— BRIEF A —
Answer these from the issue thread about average log probability:
(i) In which function and file is the bool variable that controls averaging?
(ii) Which setting of average_log_prob does alex-ht say is better?
(iii) What did the model start doing after training with average_log_prob=True?
— BRIEF B —
Extend the issue thread about average log probability from its final comment.

Open LSX-Sneakerprogrammer opened this issue 2 years ago • 9 comments

Hi, I see there is a bool variable in _get_batch_logps of trainers.py to control whether get the average log probability or not. And I have two questions.

  1. Did you do experiments on this to see which one performs better?
  2. If I choose to get average log probability, I consider the pad_to_length function needed to turn off. Is that right?

Hope you could help me on these questions, thanks a lot!

LSX-Sneakerprogrammer avatar Oct 24 '23 05:10 LSX-Sneakerprogrammer

  1. If I choose to get average log probability, I consider the pad_to_length function needed to turn off. Is that right?

No. Padded tokens will not be counted. see here https://github.com/eric-mitchell/direct-preference-optimization/blob/main/trainers.py#L96C5-L104

alex-ht avatar Oct 27 '23 02:10 alex-ht

  1. Did you do experiments on this to see which one performs better?

~~I have already tried specifying average_log_prob=True, but the beta value needs a adjustment. For example, if the sum of logits is divided by the average length of 100 tokens roughly, then the beta needs to be increased by 100 times.~~

average_log_prob=False is better

alex-ht avatar Oct 27 '23 02:10 alex-ht

  1. Did you do experiments on this to see which one performs better?

~I have already tried specifying average_log_prob=True, but the beta value needs a adjustment. For example, if the sum of logits is divided by the average length of 100 tokens roughly, then the beta needs to be increased by 100 times.~

average_log_prob=False is better

Thanks for your reply! I try average_log_prob=False and it seems the model is more likely to generate long responses compared to original. I want to avoid this problem and try average_log_prob=True, but after training, the model turns to generate with repeat words. Have you meet this problem and know how to solve it? Thanks a lot!

— INFORMATION SUPPLIED —
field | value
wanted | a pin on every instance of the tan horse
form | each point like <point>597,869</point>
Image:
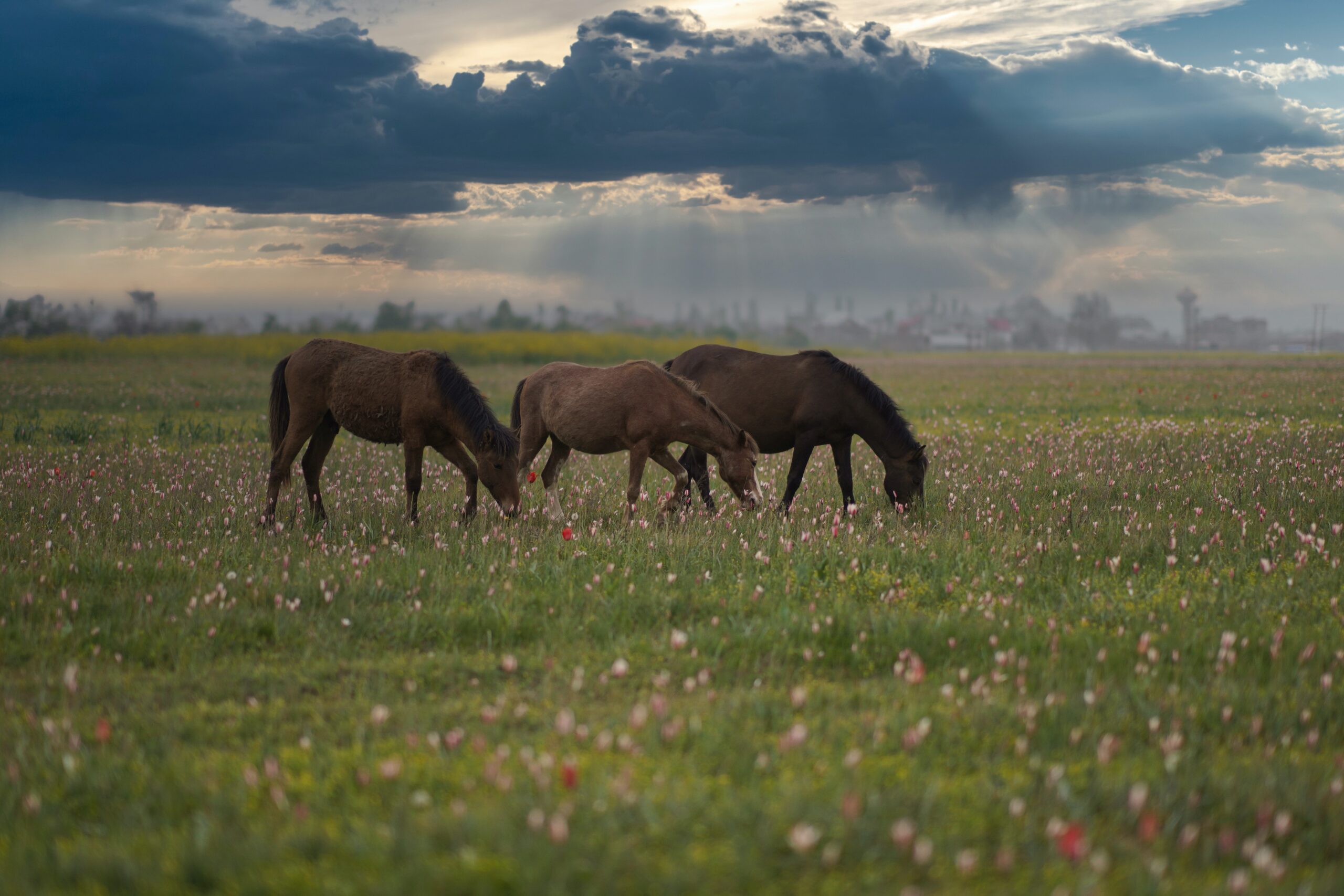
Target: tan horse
<point>418,399</point>
<point>635,407</point>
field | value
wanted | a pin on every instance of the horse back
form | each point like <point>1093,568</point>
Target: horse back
<point>365,388</point>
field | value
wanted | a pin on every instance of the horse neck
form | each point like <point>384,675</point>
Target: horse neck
<point>459,429</point>
<point>870,426</point>
<point>709,431</point>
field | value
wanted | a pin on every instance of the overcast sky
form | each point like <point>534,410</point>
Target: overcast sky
<point>323,155</point>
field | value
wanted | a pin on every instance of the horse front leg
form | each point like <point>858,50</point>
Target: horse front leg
<point>414,460</point>
<point>682,487</point>
<point>550,476</point>
<point>803,448</point>
<point>457,455</point>
<point>698,469</point>
<point>844,473</point>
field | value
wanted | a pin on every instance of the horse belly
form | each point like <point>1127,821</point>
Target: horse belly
<point>363,416</point>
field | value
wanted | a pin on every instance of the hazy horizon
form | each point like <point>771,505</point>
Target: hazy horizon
<point>300,156</point>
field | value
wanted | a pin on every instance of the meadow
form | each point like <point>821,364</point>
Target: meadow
<point>1105,657</point>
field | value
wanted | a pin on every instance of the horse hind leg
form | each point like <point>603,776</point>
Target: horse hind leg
<point>312,464</point>
<point>560,455</point>
<point>414,461</point>
<point>303,424</point>
<point>639,455</point>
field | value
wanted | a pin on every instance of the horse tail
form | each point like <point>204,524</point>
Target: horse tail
<point>515,414</point>
<point>279,405</point>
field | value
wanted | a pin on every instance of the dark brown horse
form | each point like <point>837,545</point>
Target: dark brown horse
<point>800,402</point>
<point>418,399</point>
<point>635,407</point>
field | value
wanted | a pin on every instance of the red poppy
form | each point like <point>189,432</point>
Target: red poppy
<point>1070,841</point>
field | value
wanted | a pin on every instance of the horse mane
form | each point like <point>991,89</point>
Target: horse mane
<point>694,392</point>
<point>873,394</point>
<point>463,397</point>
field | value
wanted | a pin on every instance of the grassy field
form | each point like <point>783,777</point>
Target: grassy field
<point>1108,659</point>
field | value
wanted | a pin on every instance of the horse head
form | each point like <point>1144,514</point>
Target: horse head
<point>737,468</point>
<point>496,467</point>
<point>905,476</point>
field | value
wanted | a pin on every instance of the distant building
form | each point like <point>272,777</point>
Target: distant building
<point>1223,332</point>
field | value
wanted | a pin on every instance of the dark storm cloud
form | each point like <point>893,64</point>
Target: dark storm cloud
<point>366,250</point>
<point>193,102</point>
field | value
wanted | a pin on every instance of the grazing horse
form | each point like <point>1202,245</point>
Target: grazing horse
<point>800,402</point>
<point>418,399</point>
<point>635,407</point>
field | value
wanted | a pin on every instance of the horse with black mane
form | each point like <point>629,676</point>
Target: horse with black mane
<point>800,402</point>
<point>418,399</point>
<point>636,407</point>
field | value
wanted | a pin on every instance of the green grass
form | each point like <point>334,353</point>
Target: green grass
<point>1117,617</point>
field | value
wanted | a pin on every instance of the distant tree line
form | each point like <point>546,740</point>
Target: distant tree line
<point>35,316</point>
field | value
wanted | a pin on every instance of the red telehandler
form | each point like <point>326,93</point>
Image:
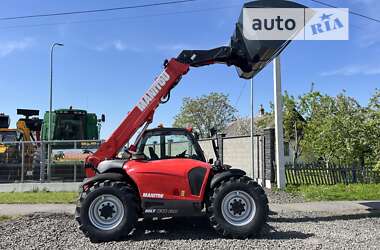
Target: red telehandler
<point>167,174</point>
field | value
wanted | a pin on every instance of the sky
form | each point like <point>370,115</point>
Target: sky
<point>110,59</point>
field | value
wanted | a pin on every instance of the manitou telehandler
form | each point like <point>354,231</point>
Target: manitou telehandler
<point>167,174</point>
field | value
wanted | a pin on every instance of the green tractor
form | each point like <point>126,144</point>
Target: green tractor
<point>67,126</point>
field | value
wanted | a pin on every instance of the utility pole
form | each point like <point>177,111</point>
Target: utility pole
<point>279,134</point>
<point>252,131</point>
<point>50,108</point>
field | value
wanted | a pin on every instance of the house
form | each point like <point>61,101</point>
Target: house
<point>242,127</point>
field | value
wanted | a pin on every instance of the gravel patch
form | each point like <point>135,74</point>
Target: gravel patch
<point>287,230</point>
<point>281,197</point>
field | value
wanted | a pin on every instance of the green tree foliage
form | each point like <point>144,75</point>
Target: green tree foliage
<point>294,125</point>
<point>337,128</point>
<point>206,112</point>
<point>373,127</point>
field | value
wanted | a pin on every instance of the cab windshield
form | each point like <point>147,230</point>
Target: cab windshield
<point>158,146</point>
<point>69,127</point>
<point>9,136</point>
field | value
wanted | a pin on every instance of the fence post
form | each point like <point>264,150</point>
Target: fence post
<point>22,160</point>
<point>220,145</point>
<point>49,161</point>
<point>75,164</point>
<point>169,153</point>
<point>269,154</point>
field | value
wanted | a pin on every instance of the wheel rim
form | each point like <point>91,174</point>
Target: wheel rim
<point>238,208</point>
<point>106,212</point>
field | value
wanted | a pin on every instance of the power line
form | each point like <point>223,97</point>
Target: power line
<point>95,10</point>
<point>121,18</point>
<point>241,93</point>
<point>351,12</point>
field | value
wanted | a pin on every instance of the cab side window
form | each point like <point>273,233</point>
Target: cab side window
<point>179,146</point>
<point>152,148</point>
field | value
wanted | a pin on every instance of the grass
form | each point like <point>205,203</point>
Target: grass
<point>38,197</point>
<point>4,218</point>
<point>337,192</point>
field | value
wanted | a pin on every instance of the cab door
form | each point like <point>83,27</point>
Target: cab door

— REPLY A —
(i) In _get_batch_logps, in trainers.py.
(ii) average_log_prob=False.
(iii) It began generating with repeat words.

— REPLY B —
LSX-Sneakerprogrammer avatar Dec 17 '23 14:12 LSX-Sneakerprogrammer

I ran into the same issue a few months ago and didn't have any success with average_log_prob=True -- the model became very degenerative. Ultimately I left average_log_prob=False and had to add some extra tricks to keep DPO from teaching the model to write very long responses.

dblakely avatar Jan 18 '24 19:01 dblakely

Hi all, Could somebody please explain to me the reason why average_log_prob=False make model to generate longer responses? Any hints/clarifications are appreciated.

longbowzhang avatar Jan 22 '24 10:01 longbowzhang

Hi all, Could somebody please explain to me the reason why average_log_prob=False make model to generate longer responses? Any hints/clarifications are appreciated.

I've noticed that the model tends to generate longer responses as training progresses. I suspect that setting average_log_prob=True might slow down this process compared to when it's set to False. @longbowzhang , have you not encountered this issue when you've set it to True?

yata0 avatar Mar 06 '24 07:03 yata0

I ran into the same issue a few months ago and didn't have any success with average_log_prob=True -- the model became very degenerative. Ultimately I left average_log_prob=False and had to add some extra tricks to keep DPO from teaching the model to write very long responses.

@dblakely Could you please share " extra tricks"?

yata0 avatar Mar 06 '24 07:03 yata0

Hey @yata0, the author mentioned some ideas here and I tried each of those 4 suggestions. All of them helped to some extent. To "normalize" the data lengths, I simply dropped a bunch of the longest positive examples from my dataset to bring the length distribution of positives and negatives closer together (a big part of the problem in my case was simply that the positive examples in my dataset were on average a fair amount longer than the negatives and DPO was over-optimizing that trait).

dblakely avatar Mar 07 '24 13:03 dblakely

Hey @yata0, the author mentioned some ideas here and I tried each of those 4 suggestions. All of them helped to some extent. To "normalize" the data lengths, I simply dropped a bunch of the longest positive examples from my dataset to bring the length distribution of positives and negatives closer together (a big part of the problem in my case was simply that the positive examples in my dataset were on average a fair amount longer than the negatives and DPO was over-optimizing that trait).

Thanks!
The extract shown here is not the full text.